>> Start MATERIAL PROVIDED

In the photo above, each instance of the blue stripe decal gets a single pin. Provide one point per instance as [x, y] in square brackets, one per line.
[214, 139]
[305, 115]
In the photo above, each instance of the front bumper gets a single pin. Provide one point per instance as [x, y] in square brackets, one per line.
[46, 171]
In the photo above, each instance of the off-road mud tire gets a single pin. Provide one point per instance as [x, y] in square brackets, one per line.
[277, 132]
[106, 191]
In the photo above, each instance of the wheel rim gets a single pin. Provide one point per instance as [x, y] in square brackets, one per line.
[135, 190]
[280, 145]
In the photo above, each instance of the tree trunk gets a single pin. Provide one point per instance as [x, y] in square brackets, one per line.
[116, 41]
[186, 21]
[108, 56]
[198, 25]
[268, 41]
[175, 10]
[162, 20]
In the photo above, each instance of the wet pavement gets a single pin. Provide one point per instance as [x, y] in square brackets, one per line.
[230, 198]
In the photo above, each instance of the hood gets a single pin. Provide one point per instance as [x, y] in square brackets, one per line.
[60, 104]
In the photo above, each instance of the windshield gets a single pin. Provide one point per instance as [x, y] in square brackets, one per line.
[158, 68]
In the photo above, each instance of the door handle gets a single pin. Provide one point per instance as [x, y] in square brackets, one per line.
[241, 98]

>> End MATERIAL PROVIDED
>> Start MATERIAL PROVIDED

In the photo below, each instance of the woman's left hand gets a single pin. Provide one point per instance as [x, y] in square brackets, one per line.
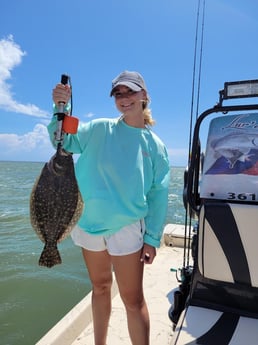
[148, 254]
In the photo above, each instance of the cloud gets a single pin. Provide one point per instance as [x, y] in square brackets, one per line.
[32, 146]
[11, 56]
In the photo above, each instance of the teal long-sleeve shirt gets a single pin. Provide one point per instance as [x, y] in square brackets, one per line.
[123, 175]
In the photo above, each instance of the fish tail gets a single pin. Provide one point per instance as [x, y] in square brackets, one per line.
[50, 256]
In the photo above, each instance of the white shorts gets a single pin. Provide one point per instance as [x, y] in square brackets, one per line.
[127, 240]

>> End MATERIAL PROVIDED

THE TASK: Collect every line of the records above that contains the string "hood". Treat case as significant.

SOLUTION FOR THIS TASK:
In the photo above, each instance of the hood gets a single pin. Provide one point per instance as [x, y] in square brackets, one per line.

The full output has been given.